**Teks dokumen:**

Al-Qur'an menegaskan kualitas dan nilai manusia dengan
menggunakan tiga macam istilah yang satu sama lain saling berhubungan,
yakni al-insaan , an-naas ,
al-basyar , dan banii Aadam .
Manusia disebut al-insaan karena dia sering menjadi pelupa
sehingga diperlukan teguran dan peringatan.
Sedangkan kata an-naas (terambil dari kata an-nawsyang
berarti gerak; dan ada juga yang berpendapat bahwa ia berasal dari kata unaas
yang berarti nampak) digunakan untuk menunjukkan sekelompok manusia baik dalam
arti jenis manusia atau sekelompok tertentu dari manusia.
Manusia disebut al-basyar, karena dia cenderung perasa dan
emosional sehingga perlu disabarkan dan didamaikan. Manusia disebut sebagai
banii Aadam karena dia menunjukkan pada asal-usul yang bermula dari nabi Adam
as sehingga dia bisa tahu dan sadar akan jati dirinya. Misalnya, dari mana dia
berasal, untuk apa dia hidup, dan ke mana ia akan kembali.

**Kumpulan data:**
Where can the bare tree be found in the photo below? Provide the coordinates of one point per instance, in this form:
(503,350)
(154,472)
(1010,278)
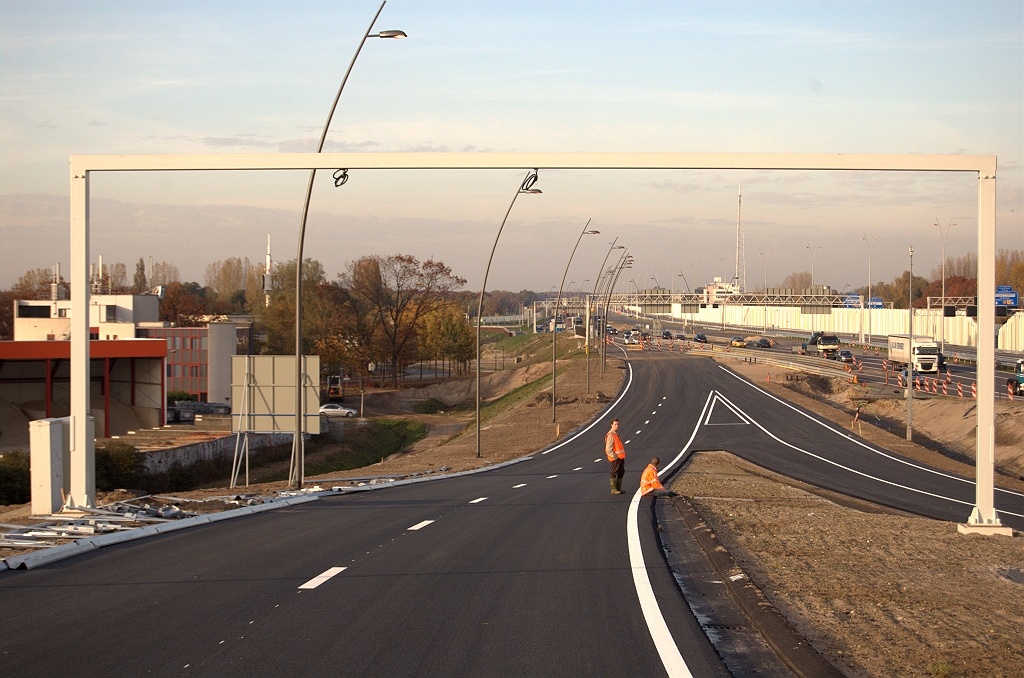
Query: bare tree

**Latihan singkat:** Tolong tulis ulang bagian teks tentang istilah manusia dalam Al-Qur'an, mulai dari "Sedangkan kata an-naas" terus sampai "tertentu dari manusia.", dengan mengganti "berarti" menjadi "bermakna". Data di atas tidak dipakai di sini.

**Jawaban latihan:**
Sedangkan kata an-naas (terambil dari kata an-nawsyang
bermakna gerak; dan ada juga yang berpendapat bahwa ia berasal dari kata unaas
yang bermakna nampak) digunakan untuk menunjukkan sekelompok manusia baik dalam
arti jenis manusia atau sekelompok tertentu dari manusia.